**Supplied passage:**
-------

From Byzantine to Ottoman Rule

Athens became a provincial capital of the Byzantine Empire and a center of religious learning and devotion. Following the creation (1204) of the Latin Empire of Constantinople (see Constantinople, Latin Empire of), Athens passed (1205) to Othon de la Roche, a French nobleman from Franche-Comté, who was made megaskyr [great lord] of Athens and Thebes. His nephew and successor, Guy I, obtained the ducal title, and the duchy of Athens, under Guy I and his successors, enjoyed great prosperity while becoming thoroughly French in its institutions. In 1311 the duchy was captured by a band of Catalan soldier-adventurers who offered (1312) the ducal title to King Frederick II of Sicily, a member of the house of Aragón. Members of the house of Aragón carried the title, but Athens was in fact governed by the “Catalan Grand Company,” which also acquired (1318) the neighboring duchy of Neopatras.

The French feudal culture disappeared, and Athens sank into insignificance and poverty, particularly after 1377, when the succession was contested in civil war. Peter IV of Aragón assumed sovereignty in 1381 but ruled from Barcelona. On his initiative, the devastated duchy was settled by Albanians. Athens again prospered briefly after its conquest in 1388 by Nerio I Acciajuoli, lord of Corinth, a Florentine noble. Under the Acciajuoli family's rule numerous Florentine merchants established themselves in Athens. However, the fall of the Acropolis to the Ottoman Turks in 1458 marked the beginning of nearly four centuries of Ottoman rule, and Athens once more declined. Venice, which had held Athens from 1394 to 1402, recovered it briefly from the Turks in 1466 and besieged it in 1687–88. During the siege the Parthenon, used by the Turks as a powder magazine, was largely blown up in a bombardment.

Modern Athens

Modern Athens was constructed only after 1834, when it became the capital of a newly independent Greece. Otto I, first king of the Hellenes (1832–62), rebuilt much of the city, and the first modern Olympic games were held there in 1896. The population grew rapidly in the 1920s, when Greek refugees arrived from Turkey. The city's inhabitants suffered extreme hardships during the German occupation (1941–44) in World War II, but the city escaped damage in the war and in the country's civil troubles of 1944–50.

The 1950s and 60s brought unbridled expansion. Land clearance for suburban building caused runoff and flooding, requiring the modernization of the sewer system. The Mornos River was dammed and a pipeline over 100 mi (160 km) long was built to Athens, supplementing the inadequate water supply. The development of a highway system facilitated the proliferation of automobiles, resulting in increased air pollution. This accelerated the deterioration of ancient buildings and monuments, requiring preservation and conservation programs as well as traffic bans in parts of the city. The Ellinikon airport was modernized and enlarged to accommodate increased tourism. A strong earthquake jolted the city in 1999, and in 2004 the summer Olympic games were held there again.

-------

**Material provided:**
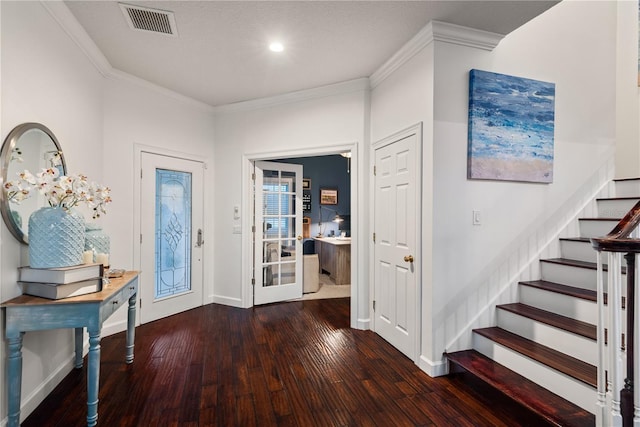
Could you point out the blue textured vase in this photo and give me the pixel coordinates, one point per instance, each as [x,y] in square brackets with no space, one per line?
[96,240]
[56,238]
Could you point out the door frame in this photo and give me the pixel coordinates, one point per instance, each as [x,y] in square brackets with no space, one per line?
[359,233]
[207,251]
[417,130]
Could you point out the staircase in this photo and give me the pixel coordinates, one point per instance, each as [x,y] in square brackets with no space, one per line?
[542,353]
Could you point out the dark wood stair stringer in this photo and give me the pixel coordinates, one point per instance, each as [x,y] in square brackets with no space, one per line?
[543,404]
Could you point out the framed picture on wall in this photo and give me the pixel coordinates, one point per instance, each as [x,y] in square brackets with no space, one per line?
[328,196]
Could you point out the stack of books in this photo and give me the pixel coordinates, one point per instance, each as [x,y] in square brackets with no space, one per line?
[64,282]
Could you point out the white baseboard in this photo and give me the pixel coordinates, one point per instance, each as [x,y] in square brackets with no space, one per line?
[231,302]
[362,324]
[29,403]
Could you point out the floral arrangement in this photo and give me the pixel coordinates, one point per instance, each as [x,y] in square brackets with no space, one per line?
[59,190]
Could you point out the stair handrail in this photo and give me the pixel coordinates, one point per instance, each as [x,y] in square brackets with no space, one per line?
[618,239]
[618,405]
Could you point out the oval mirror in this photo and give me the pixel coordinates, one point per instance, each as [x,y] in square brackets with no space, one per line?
[30,146]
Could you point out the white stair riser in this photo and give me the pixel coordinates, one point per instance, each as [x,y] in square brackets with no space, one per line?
[568,275]
[576,276]
[580,251]
[565,342]
[564,386]
[596,228]
[615,208]
[629,188]
[565,305]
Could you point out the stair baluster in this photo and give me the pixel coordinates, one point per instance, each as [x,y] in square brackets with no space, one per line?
[617,407]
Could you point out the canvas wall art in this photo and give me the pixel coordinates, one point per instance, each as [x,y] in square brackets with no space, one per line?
[511,128]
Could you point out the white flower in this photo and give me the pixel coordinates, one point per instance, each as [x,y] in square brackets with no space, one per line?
[64,191]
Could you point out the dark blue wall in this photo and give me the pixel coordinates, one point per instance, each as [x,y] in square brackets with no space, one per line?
[330,172]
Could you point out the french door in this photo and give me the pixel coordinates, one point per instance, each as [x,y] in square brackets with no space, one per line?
[171,235]
[278,232]
[396,248]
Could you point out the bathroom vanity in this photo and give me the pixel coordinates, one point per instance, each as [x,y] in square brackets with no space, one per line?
[334,254]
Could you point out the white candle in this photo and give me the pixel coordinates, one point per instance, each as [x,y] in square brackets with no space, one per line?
[102,259]
[87,257]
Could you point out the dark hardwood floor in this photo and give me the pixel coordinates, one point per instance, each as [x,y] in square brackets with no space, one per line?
[289,364]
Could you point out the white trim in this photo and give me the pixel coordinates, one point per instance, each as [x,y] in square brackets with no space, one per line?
[435,31]
[61,13]
[228,301]
[433,369]
[357,240]
[30,402]
[349,86]
[69,24]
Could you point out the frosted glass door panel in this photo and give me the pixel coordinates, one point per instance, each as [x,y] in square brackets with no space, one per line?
[173,233]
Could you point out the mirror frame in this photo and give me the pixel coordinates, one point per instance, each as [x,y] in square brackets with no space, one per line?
[9,144]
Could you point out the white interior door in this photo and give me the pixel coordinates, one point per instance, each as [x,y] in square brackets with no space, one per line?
[396,248]
[172,211]
[278,232]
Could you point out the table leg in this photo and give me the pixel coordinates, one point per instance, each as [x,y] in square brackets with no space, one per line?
[93,376]
[14,362]
[131,328]
[79,345]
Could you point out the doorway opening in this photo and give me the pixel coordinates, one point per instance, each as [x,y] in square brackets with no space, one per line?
[318,221]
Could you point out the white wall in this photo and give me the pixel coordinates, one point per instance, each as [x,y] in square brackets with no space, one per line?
[98,121]
[295,128]
[572,45]
[544,49]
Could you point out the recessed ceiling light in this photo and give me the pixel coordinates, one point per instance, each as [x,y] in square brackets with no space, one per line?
[276,47]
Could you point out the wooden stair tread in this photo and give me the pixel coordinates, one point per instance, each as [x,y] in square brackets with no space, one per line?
[551,407]
[561,362]
[582,293]
[577,327]
[618,198]
[580,264]
[626,179]
[571,262]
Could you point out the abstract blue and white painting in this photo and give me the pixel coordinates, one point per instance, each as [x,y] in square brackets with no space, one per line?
[511,127]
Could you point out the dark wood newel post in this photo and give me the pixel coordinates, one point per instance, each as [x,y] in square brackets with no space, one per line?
[626,394]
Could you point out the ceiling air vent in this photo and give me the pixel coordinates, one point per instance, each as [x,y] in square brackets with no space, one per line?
[147,19]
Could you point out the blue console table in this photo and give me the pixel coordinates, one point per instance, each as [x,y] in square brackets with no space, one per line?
[28,313]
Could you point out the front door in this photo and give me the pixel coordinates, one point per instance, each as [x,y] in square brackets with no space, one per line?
[396,249]
[278,232]
[172,235]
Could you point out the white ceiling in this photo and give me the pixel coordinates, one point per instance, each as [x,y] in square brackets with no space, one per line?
[220,55]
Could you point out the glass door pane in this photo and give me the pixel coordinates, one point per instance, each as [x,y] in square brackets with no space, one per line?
[173,233]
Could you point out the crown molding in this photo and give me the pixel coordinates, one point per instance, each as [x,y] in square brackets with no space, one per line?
[349,86]
[61,13]
[436,31]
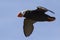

-------

**Exercise set:**
1. Using the passage on the history of Athens, say whether each statement agrees with it, answering yes or no and quoting the words that decide it.
(a) Othon de la Roche came from Franche-Comté.
(b) Peter IV of Aragón governed the duchy from within Athens.
(c) Athens suffered heavy damage during World War II.
2. Answer these questions from the passage on the history of Athens.
(a) In what year did the band of Catalan soldier-adventurers capture the duchy?
(b) Which river was dammed to supplement the water supply of Athens?
(c) Who was the first king of the Hellenes?
3. Pick up the passage on the history of Athens after its final sentence and carry it forward.

**Responses to the exercise:**
1.
(a) Yes: "a French nobleman from Franche-Comté"
(b) No: "ruled from Barcelona"
(c) No: "the city escaped damage in the war"

2.
(a) 1311
(b) The Mornos River
(c) Otto I

3.
Bibliography

The Greek geographer Pausanias wrote an extensive description of ancient Greece. Herodotus, Thucydides, Xenophon, and Polybius were great Greek historians. Modern general works on ancient Greece include those of J. B. Bury and Michael Rostovtzeff. See also A. H. M. Jones, Athenian Democracy (1957, repr. 1986); J. C. Hill, The Ancient City of Athens, Its Topography and Monuments (rev. ed. 1969); C. M. Bowra, Periclean Athens (1971); R. Meiggs, The Athenian Empire (1972); W. S. Ferguson, Hellenistic Athens (1986); D. Kagan, The Fall of the Athenian Empire (1987); M. H. Hansen, The Athenian Democracy in the Age of Demosthenes (tr. 1999). See also bibliography under Greece.


 
Geography: Athens

Capital of Greece in east-central Greece on the plain of Attica, overlooking an arm of the Mediterranean Sea. Named after its patron goddess, Athena, Athens is Greece's largest city and its cultural, administrative, and economic center.

  • In the fifth century b.c., Athens was one of the world's most powerful and highly civilized cities (see also under “World History to 1550”).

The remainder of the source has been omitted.